Problem requirements:
Transcribe verbatim the part of the records that opens with the line containing "of the circular" and closes with the line containing "pixel 406 161", keeping both boundary lines. Output only those lines.

* * * * * * * * *

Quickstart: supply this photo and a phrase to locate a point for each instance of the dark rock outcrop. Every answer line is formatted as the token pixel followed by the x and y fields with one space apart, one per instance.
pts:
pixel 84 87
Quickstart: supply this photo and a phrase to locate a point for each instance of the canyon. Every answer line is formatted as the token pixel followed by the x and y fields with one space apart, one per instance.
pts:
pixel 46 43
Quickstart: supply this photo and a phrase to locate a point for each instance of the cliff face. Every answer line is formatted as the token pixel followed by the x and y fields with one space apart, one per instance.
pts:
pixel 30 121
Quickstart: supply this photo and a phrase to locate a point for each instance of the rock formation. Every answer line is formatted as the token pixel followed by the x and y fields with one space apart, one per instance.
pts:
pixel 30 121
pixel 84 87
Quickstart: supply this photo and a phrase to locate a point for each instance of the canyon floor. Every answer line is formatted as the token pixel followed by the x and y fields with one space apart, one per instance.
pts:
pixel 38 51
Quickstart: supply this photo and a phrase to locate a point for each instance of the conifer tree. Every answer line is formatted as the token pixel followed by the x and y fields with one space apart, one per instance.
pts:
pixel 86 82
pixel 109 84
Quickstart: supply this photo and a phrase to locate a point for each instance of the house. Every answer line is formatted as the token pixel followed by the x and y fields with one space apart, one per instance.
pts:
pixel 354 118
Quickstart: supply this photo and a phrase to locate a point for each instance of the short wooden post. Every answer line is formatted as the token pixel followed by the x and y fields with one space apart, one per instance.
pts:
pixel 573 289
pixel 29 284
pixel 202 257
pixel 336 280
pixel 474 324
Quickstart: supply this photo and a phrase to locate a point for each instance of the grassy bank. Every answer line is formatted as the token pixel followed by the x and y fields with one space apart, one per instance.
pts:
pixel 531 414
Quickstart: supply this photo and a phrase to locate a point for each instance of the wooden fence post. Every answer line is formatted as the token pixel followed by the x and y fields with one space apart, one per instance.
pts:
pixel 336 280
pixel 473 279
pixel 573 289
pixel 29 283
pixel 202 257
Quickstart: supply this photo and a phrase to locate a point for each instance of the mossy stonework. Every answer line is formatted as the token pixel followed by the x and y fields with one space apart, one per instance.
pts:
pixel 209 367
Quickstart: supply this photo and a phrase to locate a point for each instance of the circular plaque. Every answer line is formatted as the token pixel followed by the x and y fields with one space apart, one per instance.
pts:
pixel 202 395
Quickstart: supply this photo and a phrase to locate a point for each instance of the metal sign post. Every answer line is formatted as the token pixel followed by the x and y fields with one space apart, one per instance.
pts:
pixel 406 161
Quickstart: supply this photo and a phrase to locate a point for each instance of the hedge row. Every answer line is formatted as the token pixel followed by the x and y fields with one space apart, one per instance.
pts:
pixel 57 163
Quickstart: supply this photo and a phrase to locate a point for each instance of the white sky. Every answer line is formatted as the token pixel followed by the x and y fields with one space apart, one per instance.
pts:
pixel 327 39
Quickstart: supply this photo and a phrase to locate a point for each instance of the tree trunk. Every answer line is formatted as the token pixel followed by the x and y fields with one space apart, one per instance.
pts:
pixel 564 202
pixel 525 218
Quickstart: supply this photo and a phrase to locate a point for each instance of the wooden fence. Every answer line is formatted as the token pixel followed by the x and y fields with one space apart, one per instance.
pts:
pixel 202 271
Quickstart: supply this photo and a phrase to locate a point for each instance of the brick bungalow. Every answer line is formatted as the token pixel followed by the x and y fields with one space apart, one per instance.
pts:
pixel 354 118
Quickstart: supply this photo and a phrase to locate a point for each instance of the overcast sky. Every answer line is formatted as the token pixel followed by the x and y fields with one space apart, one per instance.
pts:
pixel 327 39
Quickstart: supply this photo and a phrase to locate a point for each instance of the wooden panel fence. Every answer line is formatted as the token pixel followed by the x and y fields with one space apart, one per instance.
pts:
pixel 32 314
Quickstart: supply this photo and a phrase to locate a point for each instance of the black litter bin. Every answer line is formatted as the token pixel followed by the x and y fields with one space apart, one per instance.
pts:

* * * * * * * * *

Solution for this problem:
Quickstart: supply this photo and a phrase to locate a point for each instance of the circular plaque. Every answer line is formatted as the token pixel followed by the x and y fields with one space apart, one per instance.
pts:
pixel 202 395
Quickstart: supply this photo and a phrase to locate a point for each instance of the metal sign post. Every answer line is formatted as the token pixel followed by the x and y fields with one space apart, one per instance.
pts:
pixel 406 161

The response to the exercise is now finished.